# Start of Page text

Answer to Question #241172 in C for xyz

Method 1:Brute-Force algorithm.

Approach: Consider all subsets of items and calculate the total weight and value of all subsets for a simple solution. Consider the subsets with total weights that are equal to or close to W. Choose the subset with the highest value from all of them.

Method 2: Dynamic programming

Approach:

Using a 2-d array we can build using a bottom-up approach. Let say K is a 2-d array of size (n+1, W+1), we fill K[][] using following below program.

#include <stdio.h>

// function that returns maximum of two integers
int max(int a, int b) { return (a > b) ? a : b; }

// Prints the items which are put in a knapsack of capacity W
void printknapSack(int W, int wt[], int n)
{
    int i, w;
    int K[n + 1][W + 1];

    // Build table K[][] in bottom up manner
    for (i = 0; i <= n; i++) {
        for (w = 0; w <= W; w++) {
            if (i == 0 || w == 0)
                K[i][w] = 0;
            else if (wt[i - 1] <= w)

# End of Page text
# Start of Materials provided

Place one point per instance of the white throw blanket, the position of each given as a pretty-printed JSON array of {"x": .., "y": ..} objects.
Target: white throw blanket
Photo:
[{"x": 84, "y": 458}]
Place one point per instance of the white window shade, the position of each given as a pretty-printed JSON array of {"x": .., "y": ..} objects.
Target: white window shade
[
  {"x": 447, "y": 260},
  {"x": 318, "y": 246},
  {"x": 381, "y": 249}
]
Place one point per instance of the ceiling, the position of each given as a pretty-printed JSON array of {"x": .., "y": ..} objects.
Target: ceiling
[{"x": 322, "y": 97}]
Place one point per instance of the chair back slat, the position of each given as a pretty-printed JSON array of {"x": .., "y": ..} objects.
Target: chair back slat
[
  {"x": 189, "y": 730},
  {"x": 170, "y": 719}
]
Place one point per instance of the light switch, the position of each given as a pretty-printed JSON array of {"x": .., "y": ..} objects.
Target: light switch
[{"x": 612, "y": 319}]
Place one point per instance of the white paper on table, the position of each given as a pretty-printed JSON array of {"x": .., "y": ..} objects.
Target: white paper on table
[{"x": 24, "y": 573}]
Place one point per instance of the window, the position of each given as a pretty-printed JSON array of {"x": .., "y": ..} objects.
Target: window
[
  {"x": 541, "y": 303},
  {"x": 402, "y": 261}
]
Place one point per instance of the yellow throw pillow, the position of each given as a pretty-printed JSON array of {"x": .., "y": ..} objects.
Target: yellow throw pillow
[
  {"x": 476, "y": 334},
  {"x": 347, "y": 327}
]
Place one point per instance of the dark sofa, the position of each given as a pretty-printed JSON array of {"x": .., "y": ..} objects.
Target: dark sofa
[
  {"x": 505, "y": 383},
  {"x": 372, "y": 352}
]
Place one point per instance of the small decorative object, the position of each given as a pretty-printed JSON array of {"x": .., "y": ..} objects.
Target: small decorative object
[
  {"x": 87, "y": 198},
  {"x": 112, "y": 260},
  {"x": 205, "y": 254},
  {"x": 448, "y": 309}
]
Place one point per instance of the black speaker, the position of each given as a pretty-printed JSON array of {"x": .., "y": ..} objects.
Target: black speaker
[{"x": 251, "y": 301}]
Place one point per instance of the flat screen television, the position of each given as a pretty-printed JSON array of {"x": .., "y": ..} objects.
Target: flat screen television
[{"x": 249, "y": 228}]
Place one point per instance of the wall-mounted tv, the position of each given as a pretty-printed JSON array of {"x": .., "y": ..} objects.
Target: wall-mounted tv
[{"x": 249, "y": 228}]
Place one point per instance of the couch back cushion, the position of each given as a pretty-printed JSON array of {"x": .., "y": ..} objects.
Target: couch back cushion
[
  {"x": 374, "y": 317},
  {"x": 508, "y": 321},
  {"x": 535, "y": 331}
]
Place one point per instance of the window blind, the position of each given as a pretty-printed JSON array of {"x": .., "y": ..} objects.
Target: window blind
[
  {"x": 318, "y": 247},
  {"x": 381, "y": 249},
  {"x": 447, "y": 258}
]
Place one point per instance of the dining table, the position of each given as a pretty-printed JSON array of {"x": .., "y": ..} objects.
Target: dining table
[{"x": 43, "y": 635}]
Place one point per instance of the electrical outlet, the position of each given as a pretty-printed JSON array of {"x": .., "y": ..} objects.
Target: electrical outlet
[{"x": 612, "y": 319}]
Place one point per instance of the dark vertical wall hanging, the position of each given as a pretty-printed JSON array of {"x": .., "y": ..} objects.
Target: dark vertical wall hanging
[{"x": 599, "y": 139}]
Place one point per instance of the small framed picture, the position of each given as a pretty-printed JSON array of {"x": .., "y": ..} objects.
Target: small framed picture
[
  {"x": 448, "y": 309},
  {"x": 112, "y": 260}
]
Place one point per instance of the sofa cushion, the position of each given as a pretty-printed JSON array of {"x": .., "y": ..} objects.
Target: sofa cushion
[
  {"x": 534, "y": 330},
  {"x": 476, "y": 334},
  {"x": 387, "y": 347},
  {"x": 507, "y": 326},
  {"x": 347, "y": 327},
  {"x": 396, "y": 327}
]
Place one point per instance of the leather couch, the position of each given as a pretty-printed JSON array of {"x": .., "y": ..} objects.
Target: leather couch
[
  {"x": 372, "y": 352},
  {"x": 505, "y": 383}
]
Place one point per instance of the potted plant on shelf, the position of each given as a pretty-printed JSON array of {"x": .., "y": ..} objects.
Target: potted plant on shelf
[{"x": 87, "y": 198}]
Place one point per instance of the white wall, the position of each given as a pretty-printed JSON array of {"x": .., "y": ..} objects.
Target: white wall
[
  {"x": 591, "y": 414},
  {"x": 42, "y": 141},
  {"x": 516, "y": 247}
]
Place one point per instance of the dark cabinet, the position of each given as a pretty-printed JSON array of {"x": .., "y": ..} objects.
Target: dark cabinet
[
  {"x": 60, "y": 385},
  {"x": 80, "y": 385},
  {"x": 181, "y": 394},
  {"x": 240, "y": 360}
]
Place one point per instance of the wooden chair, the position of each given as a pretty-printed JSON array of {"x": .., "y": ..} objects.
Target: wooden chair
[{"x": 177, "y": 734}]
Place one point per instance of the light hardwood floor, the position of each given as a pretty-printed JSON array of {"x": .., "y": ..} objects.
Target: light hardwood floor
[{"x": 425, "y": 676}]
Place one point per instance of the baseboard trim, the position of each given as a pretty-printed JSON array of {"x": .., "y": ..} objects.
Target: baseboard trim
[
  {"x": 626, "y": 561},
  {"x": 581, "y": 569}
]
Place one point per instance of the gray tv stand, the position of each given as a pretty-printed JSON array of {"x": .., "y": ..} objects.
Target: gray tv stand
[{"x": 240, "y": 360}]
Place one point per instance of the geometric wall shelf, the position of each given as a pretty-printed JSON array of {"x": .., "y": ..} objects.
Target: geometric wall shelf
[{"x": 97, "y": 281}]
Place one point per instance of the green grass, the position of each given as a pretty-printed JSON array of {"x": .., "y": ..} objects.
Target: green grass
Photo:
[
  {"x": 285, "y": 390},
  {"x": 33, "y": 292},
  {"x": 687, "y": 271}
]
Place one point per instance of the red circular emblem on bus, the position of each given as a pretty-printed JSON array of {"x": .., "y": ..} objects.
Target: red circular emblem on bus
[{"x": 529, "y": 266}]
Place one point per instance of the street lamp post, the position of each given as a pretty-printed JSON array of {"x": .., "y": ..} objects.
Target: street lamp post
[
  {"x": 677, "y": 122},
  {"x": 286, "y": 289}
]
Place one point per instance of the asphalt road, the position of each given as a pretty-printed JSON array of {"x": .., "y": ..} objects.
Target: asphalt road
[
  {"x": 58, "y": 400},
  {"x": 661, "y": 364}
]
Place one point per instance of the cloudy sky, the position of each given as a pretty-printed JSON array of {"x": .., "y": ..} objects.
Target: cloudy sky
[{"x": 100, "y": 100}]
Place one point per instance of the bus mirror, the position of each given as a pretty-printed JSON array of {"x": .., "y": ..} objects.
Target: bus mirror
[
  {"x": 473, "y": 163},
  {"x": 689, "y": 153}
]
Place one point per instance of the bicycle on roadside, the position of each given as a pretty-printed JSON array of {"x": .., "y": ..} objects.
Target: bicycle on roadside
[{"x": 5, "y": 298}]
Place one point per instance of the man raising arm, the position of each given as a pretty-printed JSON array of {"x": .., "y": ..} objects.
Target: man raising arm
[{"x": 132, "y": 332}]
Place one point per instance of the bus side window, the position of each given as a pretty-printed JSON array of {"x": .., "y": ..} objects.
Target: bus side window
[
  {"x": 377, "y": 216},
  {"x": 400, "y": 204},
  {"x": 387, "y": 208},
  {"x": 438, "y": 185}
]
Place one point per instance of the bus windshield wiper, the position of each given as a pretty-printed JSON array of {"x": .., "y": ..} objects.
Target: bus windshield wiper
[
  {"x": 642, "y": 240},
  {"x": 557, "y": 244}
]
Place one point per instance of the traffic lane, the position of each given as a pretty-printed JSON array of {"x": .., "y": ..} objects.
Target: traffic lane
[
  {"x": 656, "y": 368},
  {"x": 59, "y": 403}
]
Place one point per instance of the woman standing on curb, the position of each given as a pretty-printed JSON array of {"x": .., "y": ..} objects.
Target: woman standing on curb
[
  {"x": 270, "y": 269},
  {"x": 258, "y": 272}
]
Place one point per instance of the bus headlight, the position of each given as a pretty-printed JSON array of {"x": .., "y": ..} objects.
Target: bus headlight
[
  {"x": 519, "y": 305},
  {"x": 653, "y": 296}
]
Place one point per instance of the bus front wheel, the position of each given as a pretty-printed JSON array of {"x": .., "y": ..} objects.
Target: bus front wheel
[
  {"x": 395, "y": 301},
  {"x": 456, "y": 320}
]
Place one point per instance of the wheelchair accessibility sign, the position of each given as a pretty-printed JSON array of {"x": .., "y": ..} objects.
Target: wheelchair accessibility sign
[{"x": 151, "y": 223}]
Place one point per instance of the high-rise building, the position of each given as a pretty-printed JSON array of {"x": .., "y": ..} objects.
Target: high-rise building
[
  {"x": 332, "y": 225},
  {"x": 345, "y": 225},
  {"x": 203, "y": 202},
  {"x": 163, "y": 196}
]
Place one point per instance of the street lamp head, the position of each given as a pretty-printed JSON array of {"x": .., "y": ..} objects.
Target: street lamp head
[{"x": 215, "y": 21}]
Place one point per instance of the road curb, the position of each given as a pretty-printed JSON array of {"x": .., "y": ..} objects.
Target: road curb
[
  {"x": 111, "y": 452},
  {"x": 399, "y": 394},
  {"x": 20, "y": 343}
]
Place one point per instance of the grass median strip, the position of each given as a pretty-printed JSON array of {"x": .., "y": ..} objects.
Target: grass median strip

# End of Materials provided

* **To-do list**
1/ Which lines in the entries contain the string "asphalt", with case counting? Pick them out and copy each one.
2/ Can you continue the knapsack problem page from the point where it stops?

* **Answers to each task**
1/
Place one point per instance of the asphalt road, the position of each given as a pretty-printed JSON array of {"x": .., "y": ..} objects.
Target: asphalt road

2/
                K[i][w] = max(wt[i - 1] +
                    K[i - 1][w - wt[i - 1]], K[i - 1][w]);
            else
                K[i][w] = K[i - 1][w];
        }
    }

    // stores the result of Knapsack
    int res = K[n][W];


    w = W;
    for (i = n; i > 0 && res > 0; i--) {

        // either the result comes from the top
        // (K[i-1][w]) or from (wt[i-1] + K[i-1]
        // [w-wt[i-1]]) as in Knapsack table. If
        // it comes from the latter one/ it means
        // the item is included.
        if (res == K[i - 1][w])
            continue;
        else {

            // This item is included.
            printf("%d ", wt[i - 1]);

            // Since this weight is included its
            // weight is deducted
            res = res - wt[i - 1];
            w = w - wt[i - 1];
        }
    }
    printf("Sum:%d\n", K[n][W]);
}

// Driver code
int main()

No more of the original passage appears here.